● Provided text
The ceiling division ensures we always launch enough blocks to cover all N elements. The last block will have some idle threads, which is fine - the bounds check handles them.

Verifying Occupancy

A100 limits per SM:

Max threads per SM: 2048
Max blocks per SM: 32
Max registers per thread: 255

With block size 256 and our kernel using roughly 16 registers per thread:

Threads per block: 256 (8 warps)
Blocks per SM: min(32, 2048/256) = 8
Active warps per SM: 8 * 8 = 64 (out of max 64)
Theoretical occupancy: 100%

For memory-bound kernels, high occupancy is critical - you need many in-flight memory requests to keep HBM busy.

Step 5: Production Error Checking

Undetected CUDA errors are worse than crashes. They produce silently wrong results that can corrupt a training run for hours before anyone notices.

● Job
Answer these questions from the CUDA occupancy text:
1. What is the maximum number of threads per SM listed for the A100?
2. How many warps does a block of 256 threads contain?
3. What do undetected CUDA errors produce, according to the section on production error checking?
The data that comes next has no connection to the CUDA occupancy text.

● Data shown
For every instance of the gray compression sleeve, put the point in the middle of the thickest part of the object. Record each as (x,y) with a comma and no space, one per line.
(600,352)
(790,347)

● Output below
1. 2048
2. 8 warps
3. Silently wrong results that can corrupt a training run for hours before anyone notices